Written request - Make an exact copy of the data below, leaving out every picture.

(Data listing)
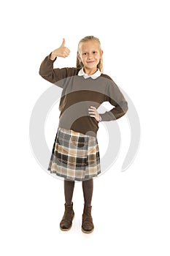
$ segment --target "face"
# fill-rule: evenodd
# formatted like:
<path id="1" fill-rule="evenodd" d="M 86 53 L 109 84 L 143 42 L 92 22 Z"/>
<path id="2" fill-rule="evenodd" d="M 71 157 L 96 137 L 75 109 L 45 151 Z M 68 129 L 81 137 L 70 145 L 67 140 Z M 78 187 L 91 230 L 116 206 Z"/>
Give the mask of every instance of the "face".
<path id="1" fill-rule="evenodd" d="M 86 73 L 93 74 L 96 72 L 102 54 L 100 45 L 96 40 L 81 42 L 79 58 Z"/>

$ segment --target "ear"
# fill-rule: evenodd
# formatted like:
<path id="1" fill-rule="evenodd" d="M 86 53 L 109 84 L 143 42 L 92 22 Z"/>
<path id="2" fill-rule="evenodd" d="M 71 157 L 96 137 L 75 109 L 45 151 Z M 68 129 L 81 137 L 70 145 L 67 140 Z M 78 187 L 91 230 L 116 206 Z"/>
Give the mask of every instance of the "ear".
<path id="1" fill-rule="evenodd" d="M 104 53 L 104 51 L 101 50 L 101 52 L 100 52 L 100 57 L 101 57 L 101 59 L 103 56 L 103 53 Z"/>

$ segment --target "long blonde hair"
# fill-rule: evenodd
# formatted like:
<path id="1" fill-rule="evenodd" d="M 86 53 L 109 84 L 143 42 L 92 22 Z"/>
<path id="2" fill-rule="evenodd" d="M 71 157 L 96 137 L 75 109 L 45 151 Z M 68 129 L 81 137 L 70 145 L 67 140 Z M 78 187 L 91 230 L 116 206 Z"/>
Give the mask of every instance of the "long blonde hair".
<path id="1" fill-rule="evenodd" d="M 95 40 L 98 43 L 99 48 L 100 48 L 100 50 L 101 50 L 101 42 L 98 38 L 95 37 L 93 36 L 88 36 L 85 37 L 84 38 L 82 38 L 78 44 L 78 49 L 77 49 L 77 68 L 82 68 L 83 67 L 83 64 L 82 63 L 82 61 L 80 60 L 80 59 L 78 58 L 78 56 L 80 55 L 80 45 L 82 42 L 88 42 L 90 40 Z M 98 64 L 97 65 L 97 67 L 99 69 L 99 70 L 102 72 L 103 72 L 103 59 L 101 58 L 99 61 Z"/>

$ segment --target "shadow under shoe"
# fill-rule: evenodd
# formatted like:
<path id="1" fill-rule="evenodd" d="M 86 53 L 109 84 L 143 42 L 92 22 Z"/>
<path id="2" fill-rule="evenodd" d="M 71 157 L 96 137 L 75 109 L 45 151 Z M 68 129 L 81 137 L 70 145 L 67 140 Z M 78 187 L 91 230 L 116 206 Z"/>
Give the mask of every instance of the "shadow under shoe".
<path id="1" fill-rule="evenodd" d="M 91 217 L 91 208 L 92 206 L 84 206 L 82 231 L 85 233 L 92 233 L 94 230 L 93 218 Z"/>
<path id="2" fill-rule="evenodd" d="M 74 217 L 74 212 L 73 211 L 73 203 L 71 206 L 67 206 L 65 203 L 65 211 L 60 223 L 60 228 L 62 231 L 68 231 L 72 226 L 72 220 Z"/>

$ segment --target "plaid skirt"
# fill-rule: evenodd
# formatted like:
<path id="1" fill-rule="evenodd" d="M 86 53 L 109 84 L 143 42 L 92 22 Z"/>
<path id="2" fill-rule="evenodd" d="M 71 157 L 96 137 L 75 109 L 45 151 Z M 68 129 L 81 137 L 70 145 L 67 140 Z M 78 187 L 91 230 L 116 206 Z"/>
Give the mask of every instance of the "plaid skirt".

Result of this exercise -
$ segment --target "face"
# fill-rule: evenodd
# formatted like:
<path id="1" fill-rule="evenodd" d="M 86 53 L 109 84 L 143 42 L 92 22 Z"/>
<path id="2" fill-rule="evenodd" d="M 71 157 L 96 137 L 75 109 L 45 151 Z M 68 129 L 81 137 L 70 145 L 67 140 Z M 78 187 L 91 230 L 116 206 Z"/>
Give the mask of every instance of the "face".
<path id="1" fill-rule="evenodd" d="M 86 73 L 93 74 L 96 72 L 102 54 L 100 45 L 96 40 L 81 42 L 79 58 Z"/>

$ segment --target "ear"
# fill-rule: evenodd
# formatted like:
<path id="1" fill-rule="evenodd" d="M 86 53 L 109 84 L 143 42 L 92 22 Z"/>
<path id="2" fill-rule="evenodd" d="M 71 157 L 96 137 L 75 109 L 45 151 Z M 68 129 L 81 137 L 70 145 L 67 140 Z M 78 187 L 91 230 L 116 206 Z"/>
Give the mask of every instance of the "ear".
<path id="1" fill-rule="evenodd" d="M 104 53 L 104 51 L 101 50 L 101 52 L 100 52 L 100 57 L 101 57 L 101 59 L 103 56 L 103 53 Z"/>

$ segment --target "long blonde hair"
# fill-rule: evenodd
# formatted like:
<path id="1" fill-rule="evenodd" d="M 86 53 L 109 84 L 143 42 L 92 22 Z"/>
<path id="2" fill-rule="evenodd" d="M 71 157 L 96 137 L 75 109 L 45 151 Z M 68 129 L 81 137 L 70 145 L 67 140 Z M 78 187 L 91 230 L 116 206 Z"/>
Give the mask of every instance of the "long blonde hair".
<path id="1" fill-rule="evenodd" d="M 95 40 L 98 43 L 99 48 L 100 48 L 100 50 L 101 50 L 101 42 L 98 38 L 95 37 L 93 36 L 88 36 L 85 37 L 84 38 L 82 38 L 78 44 L 78 49 L 77 49 L 77 68 L 82 68 L 83 67 L 83 64 L 82 63 L 82 61 L 80 60 L 80 59 L 78 58 L 78 56 L 80 55 L 80 45 L 82 42 L 88 42 L 90 40 Z M 98 64 L 97 65 L 97 67 L 99 69 L 99 70 L 102 72 L 103 72 L 103 59 L 101 58 L 99 61 Z"/>

$ segment --target "shadow under shoe"
# fill-rule: evenodd
# formatted like:
<path id="1" fill-rule="evenodd" d="M 86 53 L 109 84 L 143 42 L 92 22 Z"/>
<path id="2" fill-rule="evenodd" d="M 71 157 L 96 137 L 75 109 L 45 151 Z M 68 129 L 81 137 L 70 145 L 67 140 Z M 78 187 L 91 230 L 116 206 Z"/>
Give the mask of every instance of the "shadow under shoe".
<path id="1" fill-rule="evenodd" d="M 91 217 L 91 208 L 92 206 L 84 206 L 82 231 L 85 233 L 92 233 L 94 230 L 93 218 Z"/>
<path id="2" fill-rule="evenodd" d="M 74 217 L 74 212 L 73 211 L 73 203 L 71 206 L 67 206 L 65 203 L 65 211 L 60 223 L 60 228 L 62 231 L 68 231 L 72 226 L 72 220 Z"/>

$ segment --target "plaid skirt"
# fill-rule: evenodd
# formatted like:
<path id="1" fill-rule="evenodd" d="M 86 53 L 109 84 L 143 42 L 92 22 Z"/>
<path id="2" fill-rule="evenodd" d="M 71 157 L 96 137 L 75 109 L 45 151 Z M 68 129 L 81 137 L 70 145 L 67 140 Z M 78 187 L 91 230 L 116 206 Z"/>
Give the mask of every instance of the "plaid skirt".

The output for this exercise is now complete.